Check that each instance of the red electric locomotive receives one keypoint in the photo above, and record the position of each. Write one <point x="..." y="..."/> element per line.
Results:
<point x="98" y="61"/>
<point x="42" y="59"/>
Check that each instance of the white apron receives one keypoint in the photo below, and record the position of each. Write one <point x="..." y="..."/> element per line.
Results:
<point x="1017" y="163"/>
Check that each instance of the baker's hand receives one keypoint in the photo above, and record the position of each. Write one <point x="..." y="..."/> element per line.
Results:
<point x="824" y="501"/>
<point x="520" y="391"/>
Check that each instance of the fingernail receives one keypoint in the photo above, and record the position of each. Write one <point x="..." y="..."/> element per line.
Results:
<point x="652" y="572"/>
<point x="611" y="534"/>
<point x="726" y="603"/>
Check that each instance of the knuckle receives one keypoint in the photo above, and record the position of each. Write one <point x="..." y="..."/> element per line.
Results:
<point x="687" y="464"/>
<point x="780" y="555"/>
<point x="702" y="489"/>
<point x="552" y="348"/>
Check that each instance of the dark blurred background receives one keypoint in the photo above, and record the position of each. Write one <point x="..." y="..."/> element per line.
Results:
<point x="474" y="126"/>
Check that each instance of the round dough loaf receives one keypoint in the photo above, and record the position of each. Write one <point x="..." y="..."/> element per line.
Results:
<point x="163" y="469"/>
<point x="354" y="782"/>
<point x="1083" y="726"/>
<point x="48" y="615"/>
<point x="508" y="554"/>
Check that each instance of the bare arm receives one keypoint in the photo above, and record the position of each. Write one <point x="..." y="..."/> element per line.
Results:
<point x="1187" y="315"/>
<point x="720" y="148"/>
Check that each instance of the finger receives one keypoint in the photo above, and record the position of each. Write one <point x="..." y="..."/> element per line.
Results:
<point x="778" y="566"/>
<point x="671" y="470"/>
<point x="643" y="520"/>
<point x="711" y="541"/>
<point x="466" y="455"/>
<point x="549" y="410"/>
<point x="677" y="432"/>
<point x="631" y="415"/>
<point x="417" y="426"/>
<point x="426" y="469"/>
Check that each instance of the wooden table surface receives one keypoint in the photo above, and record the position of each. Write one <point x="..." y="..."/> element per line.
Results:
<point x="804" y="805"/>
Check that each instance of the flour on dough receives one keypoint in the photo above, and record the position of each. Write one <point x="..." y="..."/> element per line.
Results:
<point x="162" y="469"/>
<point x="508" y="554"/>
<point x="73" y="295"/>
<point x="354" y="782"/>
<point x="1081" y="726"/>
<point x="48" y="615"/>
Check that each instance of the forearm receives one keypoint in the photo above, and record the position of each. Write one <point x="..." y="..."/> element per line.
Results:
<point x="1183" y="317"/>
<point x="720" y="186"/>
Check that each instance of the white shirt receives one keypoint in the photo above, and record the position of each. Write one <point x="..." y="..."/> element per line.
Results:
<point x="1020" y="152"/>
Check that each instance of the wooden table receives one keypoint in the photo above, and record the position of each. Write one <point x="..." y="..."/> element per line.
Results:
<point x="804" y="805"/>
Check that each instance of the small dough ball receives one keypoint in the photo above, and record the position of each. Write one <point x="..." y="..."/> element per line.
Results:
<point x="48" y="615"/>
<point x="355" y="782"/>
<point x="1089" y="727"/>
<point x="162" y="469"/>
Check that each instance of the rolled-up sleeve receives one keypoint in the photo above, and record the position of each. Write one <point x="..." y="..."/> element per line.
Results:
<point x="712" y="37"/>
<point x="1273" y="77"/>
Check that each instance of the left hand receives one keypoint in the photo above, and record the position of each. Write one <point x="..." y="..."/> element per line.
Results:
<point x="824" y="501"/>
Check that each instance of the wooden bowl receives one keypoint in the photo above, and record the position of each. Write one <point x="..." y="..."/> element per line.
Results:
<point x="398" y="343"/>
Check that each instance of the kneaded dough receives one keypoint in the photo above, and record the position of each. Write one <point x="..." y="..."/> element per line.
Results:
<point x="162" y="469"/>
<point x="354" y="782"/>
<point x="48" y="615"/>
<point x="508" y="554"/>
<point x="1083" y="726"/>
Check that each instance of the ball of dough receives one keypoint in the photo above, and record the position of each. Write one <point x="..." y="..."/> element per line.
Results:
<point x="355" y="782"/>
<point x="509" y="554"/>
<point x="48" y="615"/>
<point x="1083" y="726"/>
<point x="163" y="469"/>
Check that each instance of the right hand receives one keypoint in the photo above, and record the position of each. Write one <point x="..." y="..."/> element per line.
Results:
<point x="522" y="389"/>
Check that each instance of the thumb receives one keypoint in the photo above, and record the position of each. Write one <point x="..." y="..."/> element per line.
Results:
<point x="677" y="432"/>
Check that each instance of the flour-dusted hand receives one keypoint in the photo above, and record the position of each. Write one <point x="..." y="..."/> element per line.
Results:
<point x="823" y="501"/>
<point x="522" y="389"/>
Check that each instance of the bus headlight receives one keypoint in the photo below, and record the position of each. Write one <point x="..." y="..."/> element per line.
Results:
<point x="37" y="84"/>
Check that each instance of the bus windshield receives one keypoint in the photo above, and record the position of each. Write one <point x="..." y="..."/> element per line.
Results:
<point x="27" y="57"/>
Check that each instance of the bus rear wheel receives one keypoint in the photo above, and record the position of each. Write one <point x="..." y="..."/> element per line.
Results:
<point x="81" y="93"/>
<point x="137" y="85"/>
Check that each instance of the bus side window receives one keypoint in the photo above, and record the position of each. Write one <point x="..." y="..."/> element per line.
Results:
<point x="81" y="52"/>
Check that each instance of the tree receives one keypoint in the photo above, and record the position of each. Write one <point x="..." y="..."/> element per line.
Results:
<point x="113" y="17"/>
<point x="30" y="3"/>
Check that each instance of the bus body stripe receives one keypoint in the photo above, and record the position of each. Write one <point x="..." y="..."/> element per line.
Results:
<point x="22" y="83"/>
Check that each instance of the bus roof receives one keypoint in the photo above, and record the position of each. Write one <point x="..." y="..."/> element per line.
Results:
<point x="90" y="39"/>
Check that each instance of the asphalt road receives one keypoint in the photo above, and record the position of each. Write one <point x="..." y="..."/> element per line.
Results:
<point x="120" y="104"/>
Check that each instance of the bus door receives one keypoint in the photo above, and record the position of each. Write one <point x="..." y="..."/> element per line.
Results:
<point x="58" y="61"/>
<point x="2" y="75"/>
++++
Problem to work on: Each entry must be reproduced verbatim.

Reply to the exercise:
Check that each instance of the red electric locomotive receives one keypoint in the photo above, and record the position of each. Write one <point x="..." y="..."/> element per line.
Results:
<point x="98" y="61"/>
<point x="42" y="59"/>
Check that each instance of the white apron receives one keypoint in the photo below, and record the position of each. Write one <point x="..." y="..."/> element per line.
Results:
<point x="1017" y="163"/>
Check that each instance of the baker's hand receives one keypoint in the photo above, and record the position of each. Write one <point x="..." y="..."/> element per line.
Results:
<point x="824" y="501"/>
<point x="520" y="391"/>
Check that each instance of the fingernail receives one keypoint in the photo above, and record the position of each. Write one <point x="..." y="..."/> element per line.
Results:
<point x="652" y="572"/>
<point x="611" y="534"/>
<point x="726" y="603"/>
Check that each instance of the knuckle receives one keypoint in the photo above, and record the position of each. Write one <point x="..." y="..."/> element per line.
Results:
<point x="687" y="464"/>
<point x="780" y="555"/>
<point x="702" y="489"/>
<point x="552" y="348"/>
Check that each instance of the dark blurred background receives one keypoint in the photo above, and record the position of each. Write one <point x="..." y="..."/> element per line.
Results:
<point x="474" y="126"/>
Check that each instance of the round dough loaf receives one keypoint in the photo above, and record the position of each. Write one <point x="..." y="..."/> element per line.
Results:
<point x="163" y="469"/>
<point x="354" y="782"/>
<point x="1083" y="726"/>
<point x="48" y="615"/>
<point x="508" y="554"/>
Check that each instance of the bare arm receives one keypoint in the photo above, and record the position of each. Write one <point x="..." y="..."/> element per line.
Results:
<point x="1187" y="315"/>
<point x="720" y="148"/>
Check that each instance of the finger receives one keypoint in the photo above, and record the position of each. Write one <point x="..." y="..."/> element per line.
Results:
<point x="778" y="566"/>
<point x="671" y="470"/>
<point x="643" y="520"/>
<point x="711" y="541"/>
<point x="466" y="455"/>
<point x="549" y="410"/>
<point x="677" y="432"/>
<point x="631" y="415"/>
<point x="417" y="426"/>
<point x="426" y="469"/>
Check that each instance of the wooden table surface receives one keypoint in the photo above, and record the position of each. Write one <point x="..." y="..."/> element per line.
Results:
<point x="804" y="805"/>
Check that each instance of the flour on dough receives one keypoint in the photo above, and record the position of each. Write one <point x="..." y="..."/> element per line.
Results:
<point x="162" y="469"/>
<point x="508" y="554"/>
<point x="73" y="295"/>
<point x="354" y="782"/>
<point x="1081" y="726"/>
<point x="48" y="615"/>
Check that each instance of the forearm receives one keypoint in the photo above, and record the position of each. Write one <point x="..." y="..."/> element per line.
Results:
<point x="1183" y="317"/>
<point x="720" y="186"/>
Check that each instance of the white shirt receives one keypoint in the photo above, and record the position of each. Write one <point x="..." y="..."/> element per line.
Results:
<point x="1020" y="152"/>
Check that each instance of the wooden table receives one keypoint in the photo above, and record the position of each. Write one <point x="..." y="..."/> element per line.
Results:
<point x="804" y="805"/>
Check that each instance of the small dough ball receives one keypoint in the photo above, and record the position of each. Write one <point x="..." y="..."/> element per line.
Results:
<point x="48" y="615"/>
<point x="355" y="782"/>
<point x="1089" y="727"/>
<point x="162" y="469"/>
Check that each instance of the rolled-up sleeve receives one keypoint in the photo above, and record the position of each. Write one <point x="..." y="..."/> element per line.
Results:
<point x="712" y="37"/>
<point x="1273" y="77"/>
Check that each instance of the left hand receives one keypoint in the photo above, and record the position of each. Write one <point x="..." y="..."/> element per line.
Results:
<point x="824" y="501"/>
Check that each instance of the wooden bowl receives one keypoint in the photo above, and record the position of each. Write one <point x="..." y="..."/> element per line.
Results:
<point x="398" y="343"/>
Check that each instance of the kneaded dough receives one keypoint in the photo above, and record the position of each. Write one <point x="..." y="..."/> element per line.
Results:
<point x="162" y="469"/>
<point x="354" y="782"/>
<point x="48" y="615"/>
<point x="508" y="554"/>
<point x="1083" y="726"/>
Check that each instance of the ball of dough receives one keypoint in the photo above, and record the position of each. Write one <point x="..." y="..."/> element per line.
Results:
<point x="355" y="782"/>
<point x="509" y="554"/>
<point x="48" y="615"/>
<point x="1083" y="726"/>
<point x="163" y="469"/>
Check that each instance of the right hand receives one keypoint in the photo above, and record the position of each. Write one <point x="..." y="..."/> element per line.
Results:
<point x="522" y="389"/>
Check that each instance of the thumb receives one keypoint in the photo above, and record the position of each. Write one <point x="..." y="..."/> element per line.
Results:
<point x="677" y="432"/>
Check that each instance of the flour-dusted hand receives one keypoint in the photo above, and record the position of each. Write one <point x="..." y="..."/> element per line.
Results:
<point x="823" y="501"/>
<point x="522" y="389"/>
Check that each instance of the bus headlight receives one keypoint in the photo below, and record the position of each. Write one <point x="..." y="..."/> element per line.
Results:
<point x="37" y="84"/>
Check that each instance of the bus windshield receives one keypoint in the photo above, and record the position of each. Write one <point x="..." y="..."/> element per line.
Results:
<point x="27" y="57"/>
Check that each instance of the bus rear wheel receives one keypoint in the photo above, and record the position of each. Write one <point x="..." y="..."/> element per line.
Results:
<point x="81" y="93"/>
<point x="137" y="85"/>
Check that each instance of the bus side window receives one keypoint in the photo above, and record the position of each. Write one <point x="..." y="..."/> element per line.
Results:
<point x="81" y="52"/>
Check that each instance of the tree receives one keypoint in the photo above, and record the position of each. Write one <point x="..." y="..."/> element per line.
Results:
<point x="113" y="17"/>
<point x="30" y="3"/>
Check that each instance of the bus body stripe receives one keypoint in the photo above, and record the position of each. Write one <point x="..." y="..."/> element per line.
Results:
<point x="22" y="83"/>
Check that each instance of the bus roof receives one keypoint in the photo above, and record the position of each. Write one <point x="..." y="..."/> element per line.
Results:
<point x="90" y="39"/>
Check that each instance of the asphalt road receives one keypoint in the photo above, and record the position of each. Write one <point x="..." y="..."/> element per line.
Results:
<point x="120" y="104"/>
Check that each instance of the bus door receives one keypoint in the photo above, and record the position of each. Write one <point x="..." y="..."/> element per line.
Results:
<point x="58" y="61"/>
<point x="2" y="75"/>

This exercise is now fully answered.